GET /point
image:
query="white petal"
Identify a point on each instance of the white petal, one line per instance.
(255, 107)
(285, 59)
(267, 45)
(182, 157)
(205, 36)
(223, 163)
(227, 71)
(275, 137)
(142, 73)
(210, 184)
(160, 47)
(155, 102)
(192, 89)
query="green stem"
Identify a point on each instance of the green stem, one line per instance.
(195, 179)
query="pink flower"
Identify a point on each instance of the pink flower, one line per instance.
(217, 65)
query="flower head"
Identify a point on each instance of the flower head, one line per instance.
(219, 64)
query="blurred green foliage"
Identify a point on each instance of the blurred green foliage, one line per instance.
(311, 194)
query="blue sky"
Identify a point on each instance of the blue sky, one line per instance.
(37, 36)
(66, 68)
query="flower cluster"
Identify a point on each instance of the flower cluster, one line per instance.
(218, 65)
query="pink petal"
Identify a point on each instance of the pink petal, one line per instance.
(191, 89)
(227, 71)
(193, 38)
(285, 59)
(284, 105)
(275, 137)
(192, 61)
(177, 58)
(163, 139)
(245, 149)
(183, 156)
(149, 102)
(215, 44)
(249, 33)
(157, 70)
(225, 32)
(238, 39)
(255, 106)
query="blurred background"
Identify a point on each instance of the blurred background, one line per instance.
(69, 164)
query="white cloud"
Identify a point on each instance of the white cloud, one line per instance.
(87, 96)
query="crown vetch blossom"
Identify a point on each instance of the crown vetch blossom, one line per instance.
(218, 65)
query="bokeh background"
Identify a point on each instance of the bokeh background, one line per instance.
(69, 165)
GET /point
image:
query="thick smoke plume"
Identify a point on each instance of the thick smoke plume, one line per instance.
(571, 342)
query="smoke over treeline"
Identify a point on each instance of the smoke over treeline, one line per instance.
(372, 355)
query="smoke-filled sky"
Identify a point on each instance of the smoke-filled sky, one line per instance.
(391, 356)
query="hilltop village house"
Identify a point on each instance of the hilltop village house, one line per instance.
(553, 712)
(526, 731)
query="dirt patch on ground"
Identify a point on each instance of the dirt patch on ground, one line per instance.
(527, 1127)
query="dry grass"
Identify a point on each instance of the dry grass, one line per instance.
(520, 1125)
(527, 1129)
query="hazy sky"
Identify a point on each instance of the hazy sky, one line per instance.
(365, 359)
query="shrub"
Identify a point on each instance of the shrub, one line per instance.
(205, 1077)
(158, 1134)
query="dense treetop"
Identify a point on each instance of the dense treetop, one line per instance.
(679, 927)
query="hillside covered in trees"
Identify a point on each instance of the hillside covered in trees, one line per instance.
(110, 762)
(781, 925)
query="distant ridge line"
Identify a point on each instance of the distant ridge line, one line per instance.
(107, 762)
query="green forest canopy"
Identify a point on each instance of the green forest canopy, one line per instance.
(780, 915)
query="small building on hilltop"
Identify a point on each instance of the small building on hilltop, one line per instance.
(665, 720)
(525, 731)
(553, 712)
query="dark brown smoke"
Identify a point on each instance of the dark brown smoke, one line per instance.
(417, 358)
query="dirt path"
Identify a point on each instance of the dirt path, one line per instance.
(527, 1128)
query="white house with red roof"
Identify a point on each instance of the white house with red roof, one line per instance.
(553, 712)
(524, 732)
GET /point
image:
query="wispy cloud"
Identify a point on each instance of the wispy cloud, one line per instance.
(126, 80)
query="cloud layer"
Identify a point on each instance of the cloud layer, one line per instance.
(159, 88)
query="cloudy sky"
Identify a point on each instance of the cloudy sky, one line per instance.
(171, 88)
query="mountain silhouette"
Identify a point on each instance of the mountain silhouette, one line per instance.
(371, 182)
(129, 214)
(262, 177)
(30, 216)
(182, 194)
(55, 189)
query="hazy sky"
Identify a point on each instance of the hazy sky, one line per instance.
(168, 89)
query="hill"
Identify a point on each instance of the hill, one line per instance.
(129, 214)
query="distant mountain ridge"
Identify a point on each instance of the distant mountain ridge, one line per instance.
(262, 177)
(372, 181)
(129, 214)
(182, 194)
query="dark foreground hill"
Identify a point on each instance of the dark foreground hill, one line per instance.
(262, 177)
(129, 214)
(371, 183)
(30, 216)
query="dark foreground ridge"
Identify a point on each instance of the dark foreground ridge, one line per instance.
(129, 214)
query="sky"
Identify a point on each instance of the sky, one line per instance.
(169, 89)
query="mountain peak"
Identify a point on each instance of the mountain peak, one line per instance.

---------------

* [EXERCISE]: Rewrite all of the lines above, substituting "Mark" for every "Identify" and leaving everything else unchanged.

* [RESPONSE TO THE TASK]:
GET /point
image:
query="white petal"
Mark a point on each instance of the white petal, one line per instance.
(255, 107)
(285, 59)
(267, 45)
(182, 157)
(205, 36)
(223, 163)
(227, 71)
(275, 137)
(142, 73)
(210, 184)
(160, 47)
(155, 102)
(192, 89)
query="green stem"
Mark a point on each instance of the green stem, one line per instance.
(195, 179)
query="pink flower"
Mark a point on each instance of the pink flower, one line per instance.
(217, 65)
query="flower head"
Mark a point on each instance of the flower head, one line per instance.
(219, 64)
query="blurred green foliage"
Mark a point on each instance of the blurred green foliage, one line per instance.
(311, 194)
query="blue sky"
Mark a point on each instance of the blue sky, one line per instance.
(37, 36)
(66, 68)
query="flower cluster"
Mark a point on each instance of the flower cluster, one line per instance.
(218, 65)
query="pink petal"
Mark a point on each instance of the pink petal, one line per instance.
(191, 89)
(227, 71)
(193, 38)
(285, 59)
(284, 105)
(275, 137)
(192, 61)
(177, 58)
(163, 139)
(245, 149)
(183, 156)
(149, 102)
(215, 44)
(249, 33)
(157, 70)
(225, 32)
(238, 39)
(255, 106)
query="blurred background"
Mark a point on each instance of the blurred background, one line per instance.
(69, 164)
query="white cloud"
Mark a point on each instance of the white cloud, one line per instance.
(87, 96)
query="crown vetch blossom"
Mark a point on each instance of the crown vetch blossom, one line per instance.
(218, 65)
query="bokeh background"
Mark a point on each instance of the bokeh background, one line per instance.
(69, 165)
GET /point
image:
query="thick smoke plume"
Mark a point on each instance of the thick smoke plume, one line per instance.
(571, 342)
query="smoke over treeline"
Mark a point on each instance of the smoke over treeline, one line per instance.
(372, 355)
query="smoke-filled sky"
Mark a point on each instance of the smoke-filled sky, one line per instance.
(391, 356)
query="hilltop village house"
Mark a point on each instance of the hilltop village house, one line per instance.
(553, 712)
(526, 731)
query="dirt patch on ground"
Mark a point on each instance of the dirt patch on ground, one line per instance.
(527, 1127)
query="dry grass"
Mark a point on each instance of the dry grass, one line per instance.
(520, 1125)
(527, 1129)
query="hazy sky"
Mark a point on each instance of the hazy sky, one line per instance.
(365, 359)
query="shrub"
Mark a point on each instance of the shrub, one line per instance.
(205, 1077)
(158, 1134)
query="dense treetop"
Mark a point on each instance of the dense treetop, one line per instance.
(679, 927)
query="hillside covered in trees"
Mark a point on each instance of the hillside covered in trees, one line per instance.
(110, 762)
(781, 925)
query="distant ridge line"
Mark a point on each instance of the distant ridge line, one line per instance.
(107, 762)
query="green forest canopy"
Mark a point on each instance of the green forest canopy, one line per instance.
(780, 915)
query="small building on hilltop"
Mark a point on each instance of the small building on hilltop, one line per instance.
(665, 720)
(525, 731)
(553, 712)
query="dark brown smoke"
Mark a point on each instance of the dark brown smoke, one line per instance.
(417, 358)
query="dirt path"
Mark a point on each instance of the dirt path, one line per instance.
(527, 1128)
query="white house with red roof"
Mark a point on each instance of the white house with red roof, one line per instance.
(553, 712)
(524, 732)
GET /point
image:
query="wispy cloud"
Mark a point on each instance of the wispy cloud, one line per instance.
(126, 80)
query="cloud layer"
Mark a point on each instance of the cloud layer, one line per instance.
(159, 88)
query="cloudy sky"
Mark a point on each instance of the cloudy sky, one line per instance.
(171, 88)
query="mountain silhouette"
Mark a point on each instance of the mountain silhouette, one line per instance.
(371, 182)
(129, 214)
(262, 177)
(30, 216)
(182, 194)
(55, 189)
query="hazy sky"
Mark a point on each instance of the hazy sky, one line per instance.
(168, 89)
query="hill"
Mark a point on each instance of the hill, one line per instance.
(129, 214)
query="distant mountain ridge"
Mark a point on each instance of the distant mountain ridge, one line per instance.
(262, 177)
(372, 181)
(129, 214)
(182, 194)
query="dark foreground hill"
Mark a point on each instance of the dark foreground hill, one line per instance.
(262, 177)
(129, 214)
(371, 183)
(30, 216)
query="dark foreground ridge"
Mark a point on each instance of the dark foreground ridge, one line per instance.
(129, 214)
query="sky"
Mark a point on each instance of the sky, one line per instance.
(169, 89)
query="mountain peak"
Mark a point on each instance of the mountain peak, one line per instance.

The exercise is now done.